• ESTRATTO DEL DOCUMENTO
--------------------------------------------------

Su 1.760 marinai, 1.046 sono stati contagiati dal Covid-19 a bordo della portaerei nucleare Charles-de-Gaulle, il fiore all’occhiello della Marina francese e della dissuasione. Il numero dei contagiati sale a 1.081, se si aggiungono i marinai delle fregate che hanno accompagnato la Charles-de-Gaulle nell’ultimo viaggio, nell’Atlantico Nord, interrotto con dieci giorni di anticipo sul previsto con il rientro forzato alla base di Tolone il 13 aprile scorso, su decisione della ministra della Difesa, Florence Parly.

La Charles-de-Gaulle era partita da Tolone il 21 gennaio, per la prima operazione dopo due anni di blocco per ragioni tecniche e lavori di modernizzazione che sono costati un miliardo di euro. L’informazione ha fatto l’effetto di una bomba. Solo gli Usa hanno una portaerei analoga, la Theodore-Roosevelt, anch’essa si è rivelata un cluster del Covid-19, ma il suo comandante, che avrebbe voluto interrompere l’operazione in corso, è stato dimesso. In Francia è successo il contrario, i comandi della Marina hanno prima minimizzato con i marinai, poi cercato di nascondere l’informazione.

--------------------------------------------------

(Voci archiviate)

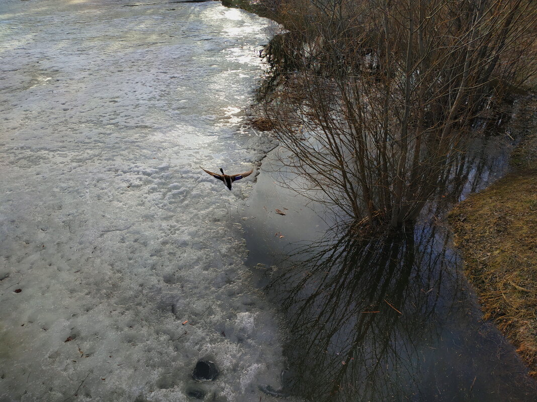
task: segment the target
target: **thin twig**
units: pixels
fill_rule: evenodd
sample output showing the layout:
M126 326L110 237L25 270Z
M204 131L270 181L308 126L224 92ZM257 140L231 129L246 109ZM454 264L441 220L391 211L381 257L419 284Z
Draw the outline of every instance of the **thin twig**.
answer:
M75 393L70 396L69 398L66 398L66 399L64 399L63 400L63 402L66 402L66 401L68 399L70 399L73 397L76 396L77 394L78 393L78 390L80 389L80 387L82 386L82 384L84 384L84 382L86 381L86 379L88 378L88 377L89 377L90 374L93 373L93 369L91 369L91 370L90 370L90 372L88 373L88 375L86 375L85 378L82 380L82 382L80 383L80 385L78 385L78 388L76 389L76 391L75 391Z
M104 230L101 230L101 232L116 232L117 230L126 230L129 227L133 226L133 224L130 224L128 226L123 229L106 229Z
M393 309L394 310L395 310L396 311L397 311L397 312L398 312L398 313L399 313L400 314L401 314L401 315L403 315L403 313L402 313L402 312L401 312L401 311L399 311L398 310L397 310L397 309L396 308L395 308L395 307L394 307L393 306L393 305L392 305L392 304L390 304L390 302L388 302L388 301L387 301L387 300L386 299L384 299L384 301L385 302L386 302L386 303L387 303L387 304L388 304L388 305L389 306L390 306L390 307L391 307L391 308L393 308Z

--------------------------------------------------

In base all'estratto del documento, in che giorno la Charles-de-Gaulle era partita da Tolone? Rispondi con una frase breve, per favore.

La Charles-de-Gaulle era partita da Tolone il 21 gennaio.